*TASK INSTRUCTIONS:* Copy out the records that appear below, exactly as each one reads.
• • • • • • •
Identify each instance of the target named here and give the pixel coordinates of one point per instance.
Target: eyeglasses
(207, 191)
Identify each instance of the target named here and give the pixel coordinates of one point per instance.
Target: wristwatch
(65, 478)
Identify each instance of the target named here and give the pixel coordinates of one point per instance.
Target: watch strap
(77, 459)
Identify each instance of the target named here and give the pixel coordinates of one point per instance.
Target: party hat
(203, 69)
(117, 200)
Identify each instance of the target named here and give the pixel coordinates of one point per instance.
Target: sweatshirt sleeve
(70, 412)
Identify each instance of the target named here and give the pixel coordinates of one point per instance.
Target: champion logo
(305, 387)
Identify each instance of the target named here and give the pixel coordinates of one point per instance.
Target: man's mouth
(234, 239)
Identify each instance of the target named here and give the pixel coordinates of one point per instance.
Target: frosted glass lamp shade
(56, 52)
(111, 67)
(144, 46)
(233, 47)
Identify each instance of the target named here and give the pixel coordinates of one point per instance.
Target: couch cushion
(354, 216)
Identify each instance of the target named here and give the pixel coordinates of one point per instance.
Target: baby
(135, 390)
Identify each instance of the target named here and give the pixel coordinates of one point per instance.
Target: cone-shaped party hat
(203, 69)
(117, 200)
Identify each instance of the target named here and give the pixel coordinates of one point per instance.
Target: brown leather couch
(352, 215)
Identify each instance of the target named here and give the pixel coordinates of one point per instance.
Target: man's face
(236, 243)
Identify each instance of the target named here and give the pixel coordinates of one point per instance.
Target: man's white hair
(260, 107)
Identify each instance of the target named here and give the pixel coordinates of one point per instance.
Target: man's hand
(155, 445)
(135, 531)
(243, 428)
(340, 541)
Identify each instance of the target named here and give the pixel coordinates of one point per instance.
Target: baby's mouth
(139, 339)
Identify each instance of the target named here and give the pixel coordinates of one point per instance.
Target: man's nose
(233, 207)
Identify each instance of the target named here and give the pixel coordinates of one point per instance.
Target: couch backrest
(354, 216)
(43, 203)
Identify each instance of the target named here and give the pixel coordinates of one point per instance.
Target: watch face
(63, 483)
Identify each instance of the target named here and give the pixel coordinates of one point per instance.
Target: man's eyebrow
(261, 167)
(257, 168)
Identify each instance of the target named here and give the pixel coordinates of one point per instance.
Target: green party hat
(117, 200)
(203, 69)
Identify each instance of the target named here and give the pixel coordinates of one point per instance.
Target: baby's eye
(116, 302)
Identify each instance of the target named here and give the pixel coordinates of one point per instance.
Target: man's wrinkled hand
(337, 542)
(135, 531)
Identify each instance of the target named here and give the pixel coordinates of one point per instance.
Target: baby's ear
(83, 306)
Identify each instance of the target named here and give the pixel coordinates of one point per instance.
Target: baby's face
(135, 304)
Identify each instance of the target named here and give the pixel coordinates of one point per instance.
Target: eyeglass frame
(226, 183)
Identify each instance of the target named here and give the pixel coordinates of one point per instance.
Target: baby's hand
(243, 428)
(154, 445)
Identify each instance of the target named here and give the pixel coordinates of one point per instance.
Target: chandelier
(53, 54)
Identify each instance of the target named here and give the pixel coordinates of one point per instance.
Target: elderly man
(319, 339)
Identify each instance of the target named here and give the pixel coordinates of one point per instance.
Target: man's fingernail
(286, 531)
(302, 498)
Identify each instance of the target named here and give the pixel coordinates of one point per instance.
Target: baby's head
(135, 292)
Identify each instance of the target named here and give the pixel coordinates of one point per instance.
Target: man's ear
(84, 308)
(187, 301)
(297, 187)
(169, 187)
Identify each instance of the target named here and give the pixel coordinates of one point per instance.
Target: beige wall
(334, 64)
• • • • • • •
*EXPECTED ANSWER:*
Identify each instance of the target named here and give the pixel coordinates of one point per instance.
Target: eyeglasses
(207, 191)
Identify each instance of the target named here and give the pixel coordinates of one point per instance.
Target: wristwatch
(65, 478)
Identify each instance of the target named here and give the pixel coordinates of one point per instance.
Target: watch strap
(77, 459)
Identify each instance of the target named here and give the pixel coordinates of one point per instance.
Target: party hat
(203, 69)
(117, 200)
Identify each instance of the target named here and give the pixel coordinates of one point per instance.
Target: sweatshirt sleeve
(70, 412)
Identify each instance of the target named here and give the pixel coordinates of one point per instance.
Target: champion logo
(305, 387)
Identify each instance of the target named here and give the pixel coordinates of one point per instance.
Target: man's mouth
(234, 239)
Identify each instance of the target named here and give the pixel coordinates of one point per instance.
Target: frosted glass lamp shade
(56, 52)
(111, 67)
(144, 46)
(233, 47)
Identify each instance of the target named here and give the pixel coordinates of one point per instance.
Target: couch cushion
(354, 216)
Identify each instance of the target named here and give the pixel coordinates of one point per instance.
Target: baby
(135, 390)
Identify each instance of the target named here and give the pixel coordinates of one point per instance.
Target: cone-shaped party hat
(203, 69)
(117, 200)
Identify each instance of the target named here and give the pixel coordinates of one point per instance.
Target: brown leather couch
(352, 215)
Identify each instance of the target named here and give the pixel coordinates of one point per instance.
Target: man's face
(236, 243)
Identify each instance of the target named here and give the pixel coordinates of one point per instance.
Target: man's white hair
(260, 107)
Identify each instance of the target named here and give the pixel coordinates of one point per instance.
Target: man's hand
(155, 445)
(135, 531)
(243, 428)
(340, 541)
Identify each instance of the target named here and give the pixel coordinates of one point per instance.
Target: baby's mouth
(139, 339)
Identify each instance of the target named here and give the pixel coordinates of one point per instance.
Target: man's nose
(233, 207)
Identify each instance of the target named here and give the pixel coordinates of one point per instance.
Target: couch backrest
(354, 216)
(43, 203)
Identify each instance of the target named here and give the pixel coordinates of one point per instance.
Target: watch face
(63, 483)
Identify each instance of the target named here and give the pixel coordinates of one point per instance.
Target: man's eyebrow
(261, 167)
(257, 168)
Identify each instance of the target named here and give the pixel coordinates of one point per instance.
Target: green party hat
(117, 200)
(203, 69)
Identify each instance of the target named here and give the pixel coordinates of one point per instance.
Target: baby's eye
(116, 302)
Identify each instance of the target named here and give the pixel coordinates of one point per instance.
Target: man's wrinkled hand
(337, 542)
(135, 531)
Identify each instance of the target named here and give the pixel coordinates of one point per instance.
Target: baby's ear
(83, 306)
Identify each instance of the target named here and give the pixel coordinates of one point per instance.
Target: baby's face
(135, 304)
Identify each instance of the target named here and give the pixel coordinates of one point per instance.
Target: eyeglass frame
(226, 183)
Identify each instance of the target named here and give the pixel coordinates of one point per instance.
Target: baby's hand
(243, 428)
(154, 445)
Identify each instance of the target named here and give the pixel coordinates of one point per instance.
Target: chandelier
(53, 54)
Identify each instance of the target named here and give the pixel coordinates of one point per instance.
Target: elderly man
(319, 339)
Identify each instance of the target named here and give the pixel coordinates of one point per instance.
Target: man's fingernail
(286, 531)
(302, 498)
Identify each instance of the target named here and give the pixel coordinates of one point per instance.
Target: baby's head
(135, 292)
Identify each instance of the target named here and give the pixel coordinates of one point per instance.
Target: man's ear
(84, 308)
(187, 301)
(297, 187)
(169, 187)
Identify each instance of the target named here and give the pixel coordinates of one point per instance.
Target: beige wall
(334, 64)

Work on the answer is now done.